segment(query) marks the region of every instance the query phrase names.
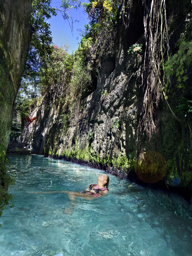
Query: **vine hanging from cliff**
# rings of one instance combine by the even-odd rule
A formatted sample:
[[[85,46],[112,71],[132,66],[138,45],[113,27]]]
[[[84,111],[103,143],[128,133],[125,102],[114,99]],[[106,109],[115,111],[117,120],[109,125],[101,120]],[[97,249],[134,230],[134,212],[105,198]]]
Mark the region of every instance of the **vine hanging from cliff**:
[[[142,76],[143,106],[137,132],[138,141],[145,132],[150,140],[158,120],[156,113],[161,95],[155,64],[159,71],[165,49],[169,48],[165,0],[143,0],[146,48]],[[165,45],[166,44],[166,46]]]

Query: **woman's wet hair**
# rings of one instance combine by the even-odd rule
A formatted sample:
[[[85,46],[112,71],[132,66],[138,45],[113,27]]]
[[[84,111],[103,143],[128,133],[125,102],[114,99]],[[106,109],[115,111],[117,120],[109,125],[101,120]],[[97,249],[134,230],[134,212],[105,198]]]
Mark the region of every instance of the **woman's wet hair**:
[[[105,183],[105,186],[106,186],[106,188],[107,188],[108,189],[108,188],[109,187],[109,178],[108,175],[107,177],[107,179],[106,180],[106,181],[107,181],[107,183]]]

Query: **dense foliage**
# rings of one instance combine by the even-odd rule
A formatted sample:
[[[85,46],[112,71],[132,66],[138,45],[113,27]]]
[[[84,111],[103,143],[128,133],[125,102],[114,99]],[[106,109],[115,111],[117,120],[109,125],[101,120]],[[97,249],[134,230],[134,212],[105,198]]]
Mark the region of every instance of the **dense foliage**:
[[[116,33],[118,10],[121,1],[118,0],[91,1],[84,6],[90,21],[85,25],[82,34],[86,38],[92,38],[93,47],[90,55],[96,54],[99,66],[102,58],[114,53]]]

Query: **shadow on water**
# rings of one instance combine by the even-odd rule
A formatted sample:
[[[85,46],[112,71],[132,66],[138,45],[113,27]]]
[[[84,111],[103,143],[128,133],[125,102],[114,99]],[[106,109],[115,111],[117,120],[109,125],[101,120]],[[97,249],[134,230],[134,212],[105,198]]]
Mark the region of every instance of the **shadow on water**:
[[[9,161],[15,206],[1,219],[0,255],[191,255],[192,210],[182,196],[109,174],[106,196],[76,197],[66,214],[66,194],[26,191],[82,191],[103,171],[35,155]]]

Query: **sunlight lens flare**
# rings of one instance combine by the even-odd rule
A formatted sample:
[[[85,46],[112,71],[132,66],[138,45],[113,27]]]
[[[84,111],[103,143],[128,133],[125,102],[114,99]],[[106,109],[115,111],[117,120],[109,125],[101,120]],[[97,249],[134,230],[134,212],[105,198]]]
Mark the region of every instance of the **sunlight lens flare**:
[[[135,164],[137,177],[147,183],[155,183],[161,180],[167,171],[165,159],[155,151],[144,152],[137,159]]]

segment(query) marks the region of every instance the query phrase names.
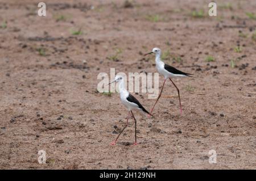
-.-.-
* **AIM**: Count the lines of the items above that contain the string "every" and give only that number.

* **EXERCISE SOLUTION**: 7